_Given task_
Extract the listing in its entirety, keeping each line identical to the original.

_Available data_
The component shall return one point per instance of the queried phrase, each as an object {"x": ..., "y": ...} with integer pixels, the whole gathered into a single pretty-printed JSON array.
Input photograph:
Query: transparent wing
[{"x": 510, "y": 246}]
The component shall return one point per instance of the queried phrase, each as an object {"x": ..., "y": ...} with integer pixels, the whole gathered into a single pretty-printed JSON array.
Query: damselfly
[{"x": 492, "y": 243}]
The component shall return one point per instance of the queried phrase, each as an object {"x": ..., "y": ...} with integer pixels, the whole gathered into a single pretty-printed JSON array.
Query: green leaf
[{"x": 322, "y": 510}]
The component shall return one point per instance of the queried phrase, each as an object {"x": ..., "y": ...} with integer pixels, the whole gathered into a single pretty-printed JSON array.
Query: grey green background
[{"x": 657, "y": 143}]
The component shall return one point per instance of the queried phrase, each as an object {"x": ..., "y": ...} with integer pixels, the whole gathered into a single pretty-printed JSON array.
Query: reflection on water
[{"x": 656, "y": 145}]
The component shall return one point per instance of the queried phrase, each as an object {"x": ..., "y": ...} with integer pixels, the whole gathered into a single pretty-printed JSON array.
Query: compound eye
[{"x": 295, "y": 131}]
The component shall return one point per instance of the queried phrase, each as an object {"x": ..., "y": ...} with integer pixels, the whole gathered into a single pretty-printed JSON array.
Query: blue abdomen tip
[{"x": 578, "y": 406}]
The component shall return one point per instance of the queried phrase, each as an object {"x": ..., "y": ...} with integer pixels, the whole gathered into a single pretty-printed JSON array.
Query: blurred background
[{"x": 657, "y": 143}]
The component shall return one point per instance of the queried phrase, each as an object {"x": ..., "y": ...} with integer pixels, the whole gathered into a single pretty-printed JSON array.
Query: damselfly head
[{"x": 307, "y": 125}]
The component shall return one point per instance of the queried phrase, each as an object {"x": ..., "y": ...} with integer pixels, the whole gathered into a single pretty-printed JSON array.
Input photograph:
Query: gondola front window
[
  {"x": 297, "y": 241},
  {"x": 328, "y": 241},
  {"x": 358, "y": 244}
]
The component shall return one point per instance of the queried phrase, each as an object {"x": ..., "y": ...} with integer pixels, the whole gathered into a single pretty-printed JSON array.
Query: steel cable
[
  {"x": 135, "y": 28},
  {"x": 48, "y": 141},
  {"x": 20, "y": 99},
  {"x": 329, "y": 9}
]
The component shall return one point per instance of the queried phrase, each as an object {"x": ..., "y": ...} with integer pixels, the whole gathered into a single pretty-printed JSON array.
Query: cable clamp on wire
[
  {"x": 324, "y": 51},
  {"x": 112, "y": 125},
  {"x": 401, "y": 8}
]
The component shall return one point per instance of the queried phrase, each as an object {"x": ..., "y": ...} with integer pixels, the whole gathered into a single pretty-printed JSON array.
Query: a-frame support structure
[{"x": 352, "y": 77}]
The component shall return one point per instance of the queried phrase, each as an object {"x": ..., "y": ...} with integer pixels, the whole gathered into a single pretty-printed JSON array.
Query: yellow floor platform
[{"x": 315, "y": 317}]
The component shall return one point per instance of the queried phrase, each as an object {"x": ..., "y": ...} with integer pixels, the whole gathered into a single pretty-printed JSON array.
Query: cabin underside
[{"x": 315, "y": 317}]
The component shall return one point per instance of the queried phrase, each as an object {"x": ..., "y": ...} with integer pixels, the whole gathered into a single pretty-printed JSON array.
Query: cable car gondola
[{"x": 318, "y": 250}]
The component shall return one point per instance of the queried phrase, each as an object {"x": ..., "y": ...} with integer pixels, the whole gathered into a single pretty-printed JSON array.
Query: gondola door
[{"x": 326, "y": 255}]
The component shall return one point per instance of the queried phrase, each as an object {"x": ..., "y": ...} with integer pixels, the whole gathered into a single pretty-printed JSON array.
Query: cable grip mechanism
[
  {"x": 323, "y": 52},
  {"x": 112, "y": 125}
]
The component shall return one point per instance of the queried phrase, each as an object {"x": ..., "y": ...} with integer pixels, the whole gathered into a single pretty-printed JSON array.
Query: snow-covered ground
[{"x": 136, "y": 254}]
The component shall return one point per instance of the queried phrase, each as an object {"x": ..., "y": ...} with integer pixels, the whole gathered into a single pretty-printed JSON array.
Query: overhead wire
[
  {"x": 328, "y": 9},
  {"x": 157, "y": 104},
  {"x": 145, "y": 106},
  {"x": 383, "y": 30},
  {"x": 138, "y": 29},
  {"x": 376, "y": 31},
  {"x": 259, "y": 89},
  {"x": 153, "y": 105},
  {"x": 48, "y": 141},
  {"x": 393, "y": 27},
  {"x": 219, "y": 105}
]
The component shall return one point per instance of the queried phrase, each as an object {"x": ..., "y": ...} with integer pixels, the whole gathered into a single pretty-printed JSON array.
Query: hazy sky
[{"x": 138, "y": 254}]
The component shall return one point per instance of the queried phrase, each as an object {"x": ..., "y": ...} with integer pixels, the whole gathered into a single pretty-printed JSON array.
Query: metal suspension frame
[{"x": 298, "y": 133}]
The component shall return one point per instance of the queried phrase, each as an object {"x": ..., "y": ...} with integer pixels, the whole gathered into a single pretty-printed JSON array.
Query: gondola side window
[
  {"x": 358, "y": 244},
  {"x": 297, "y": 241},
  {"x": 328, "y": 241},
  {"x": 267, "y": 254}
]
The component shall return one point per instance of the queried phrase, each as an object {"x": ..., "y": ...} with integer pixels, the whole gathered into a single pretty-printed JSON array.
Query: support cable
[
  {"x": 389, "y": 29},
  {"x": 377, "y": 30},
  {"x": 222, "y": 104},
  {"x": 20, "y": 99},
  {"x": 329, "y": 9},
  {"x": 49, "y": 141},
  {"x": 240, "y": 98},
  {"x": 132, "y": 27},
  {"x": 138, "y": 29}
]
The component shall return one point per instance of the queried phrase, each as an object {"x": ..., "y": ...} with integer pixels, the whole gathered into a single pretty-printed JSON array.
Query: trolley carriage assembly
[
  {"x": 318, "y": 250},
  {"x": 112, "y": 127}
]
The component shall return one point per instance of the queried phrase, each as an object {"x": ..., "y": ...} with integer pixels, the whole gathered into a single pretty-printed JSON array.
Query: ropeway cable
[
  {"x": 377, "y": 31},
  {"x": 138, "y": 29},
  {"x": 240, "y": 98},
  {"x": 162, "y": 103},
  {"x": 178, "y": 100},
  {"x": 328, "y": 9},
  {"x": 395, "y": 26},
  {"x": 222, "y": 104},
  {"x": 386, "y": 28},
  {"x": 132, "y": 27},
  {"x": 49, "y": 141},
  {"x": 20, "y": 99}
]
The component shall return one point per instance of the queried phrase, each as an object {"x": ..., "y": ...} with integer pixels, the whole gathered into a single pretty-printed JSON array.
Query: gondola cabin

_Response to this exercise_
The component shall return one point per instance of the queried phrase, each as an object {"x": ..., "y": ...} with integer pixels, the whole gathered into a single pretty-printed JSON array.
Input photograph:
Query: transparent wing
[{"x": 510, "y": 246}]
The component shall return one point per instance of the queried phrase, each as an object {"x": ..., "y": ...} with integer pixels, the whole gathered into a single pretty-printed JSON array.
Query: damselfly
[{"x": 492, "y": 243}]
The component shall return one point per instance of the queried phrase, each as an object {"x": ..., "y": ...} with integer pixels, the whole gathered into a single pretty-printed JSON array.
Query: green leaf
[{"x": 322, "y": 510}]
The component shall return one point per instance of the queried phrase, each as an object {"x": ..., "y": ...} with integer pixels, the whole gathered into a single pretty-printed JSON array.
Query: grey green background
[{"x": 657, "y": 143}]
The component shall return one point per instance of the queried phrase, each as an object {"x": ..., "y": ...} with integer pixels, the whole gathered into a single pretty-printed JSON array.
Query: reflection on water
[{"x": 656, "y": 145}]
The component shall return one point per instance of the queried phrase, each as an object {"x": ..., "y": ...} with integer pixels, the whole gathered into a single pretty-printed JSON array.
Query: compound eye
[{"x": 295, "y": 131}]
The component shall return one point per instance of the queried phrase, each as an object {"x": ..., "y": ...} with integer pixels, the whole gathered into a single pretty-printed JSON array.
Query: blue abdomen tip
[{"x": 578, "y": 406}]
The component shall return one point per instance of the queried phrase, each as an object {"x": ..., "y": ...} with integer pixels, the whole gathered into a single pretty-printed JSON array.
Query: blurred background
[{"x": 657, "y": 143}]
The component shall return one point per instance of the queried phrase, each as an object {"x": ..., "y": ...} with integer pixels, the whole gathered into a single pretty-printed JSON array.
Query: damselfly head
[{"x": 307, "y": 125}]
The component shall return one point per instance of the queried phrase, each as an object {"x": ..., "y": ...} with integer pixels, the whole gathered into a single pretty-printed JSON array.
Input photograph:
Query: gondola front window
[
  {"x": 297, "y": 241},
  {"x": 328, "y": 241},
  {"x": 358, "y": 244}
]
The component shall return one point per instance of the queried phrase, each as an object {"x": ..., "y": ...} with integer pixels, the whole gathered into a single pretty-printed JSON array.
Query: steel cable
[
  {"x": 135, "y": 28},
  {"x": 48, "y": 141},
  {"x": 20, "y": 99},
  {"x": 329, "y": 9}
]
The component shall return one point per instance of the queried phrase, each as an object {"x": ..., "y": ...} with integer pixels, the whole gathered into a single pretty-printed JSON array.
Query: cable clamp on wire
[
  {"x": 324, "y": 51},
  {"x": 112, "y": 125},
  {"x": 401, "y": 8}
]
The component shall return one point per instance of the queried phrase, each as an object {"x": ..., "y": ...} with integer pixels, the whole gathered into a single pretty-printed JSON array.
Query: a-frame support structure
[{"x": 352, "y": 77}]
The component shall return one point per instance of the queried phrase, each as an object {"x": ..., "y": ...} with integer pixels, the whole gathered into a single pretty-printed JSON array.
Query: yellow floor platform
[{"x": 315, "y": 317}]
The component shall return one point per instance of the queried phrase, each as an object {"x": ..., "y": ...} with integer pixels, the whole gathered into a single pretty-printed JSON array.
Query: cabin underside
[{"x": 315, "y": 317}]
The component shall return one point per instance of the queried phrase, each as an object {"x": ..., "y": ...} with integer pixels, the whole gathered into a single pretty-printed JSON array.
Query: cable car gondola
[{"x": 318, "y": 250}]
The component shall return one point per instance of the queried phrase, each as an object {"x": ..., "y": ...} with integer pixels, the whole gathered into a single pretty-printed JSON array.
Query: gondola door
[{"x": 326, "y": 255}]
The component shall return one point per instance of the queried phrase, each as an object {"x": ..., "y": ...} with integer pixels, the whole gathered into a single pretty-printed JSON array.
Query: cable grip mechanism
[
  {"x": 323, "y": 52},
  {"x": 112, "y": 125}
]
The component shall return one point per instance of the queried phrase, each as an object {"x": ..., "y": ...} with integer pixels, the whole gathered into a single pretty-printed JSON array.
Query: snow-covered ground
[{"x": 136, "y": 254}]
The component shall return one point per instance of the queried phrase, each as an object {"x": ..., "y": ...} with integer pixels, the whole gathered into a single pretty-printed JSON array.
Query: overhead wire
[
  {"x": 328, "y": 9},
  {"x": 157, "y": 104},
  {"x": 145, "y": 106},
  {"x": 383, "y": 30},
  {"x": 138, "y": 29},
  {"x": 376, "y": 31},
  {"x": 259, "y": 89},
  {"x": 153, "y": 105},
  {"x": 48, "y": 141},
  {"x": 393, "y": 27},
  {"x": 219, "y": 105}
]
The component shall return one point per instance of the queried phrase, each as an object {"x": ..., "y": ...} with integer pixels, the whole gathered into a single pretty-printed JSON array.
Query: hazy sky
[{"x": 138, "y": 254}]
The component shall return one point per instance of the queried phrase, each as an object {"x": ..., "y": ...} with integer pixels, the whole gathered into a single pretty-printed JSON array.
Query: metal suspension frame
[{"x": 298, "y": 133}]
The component shall return one point per instance of the queried phrase, each as an object {"x": ..., "y": ...} with integer pixels, the whole gathered into a single pretty-printed JSON array.
Query: gondola side window
[
  {"x": 358, "y": 244},
  {"x": 297, "y": 241},
  {"x": 328, "y": 241},
  {"x": 267, "y": 254}
]
The component shall return one point per instance of the queried phrase, each as an object {"x": ..., "y": ...} with integer pixels, the whole gathered into a single pretty-printed JSON array.
Query: support cable
[
  {"x": 389, "y": 29},
  {"x": 377, "y": 30},
  {"x": 222, "y": 104},
  {"x": 20, "y": 99},
  {"x": 329, "y": 9},
  {"x": 49, "y": 141},
  {"x": 240, "y": 98},
  {"x": 132, "y": 27},
  {"x": 138, "y": 29}
]
The component shall return one point per instance of the queried phrase, each as an object {"x": ..., "y": ...} with integer pixels, the whole gathered into a single pretty-printed JSON array.
Query: trolley carriage assembly
[
  {"x": 318, "y": 250},
  {"x": 112, "y": 127}
]
The component shall return one point per instance of the queried phrase, each as an object {"x": ..., "y": ...} with integer pixels, the whole gathered into a single pretty-printed JSON array.
Query: ropeway cable
[
  {"x": 377, "y": 31},
  {"x": 138, "y": 29},
  {"x": 240, "y": 98},
  {"x": 162, "y": 103},
  {"x": 178, "y": 100},
  {"x": 328, "y": 9},
  {"x": 395, "y": 26},
  {"x": 222, "y": 104},
  {"x": 386, "y": 28},
  {"x": 132, "y": 27},
  {"x": 49, "y": 141},
  {"x": 20, "y": 99}
]
The component shall return one point per instance of the queried phrase, each as an object {"x": ..., "y": ...} with integer pixels, the whole gathered into a single pretty-printed JSON array.
Query: gondola cabin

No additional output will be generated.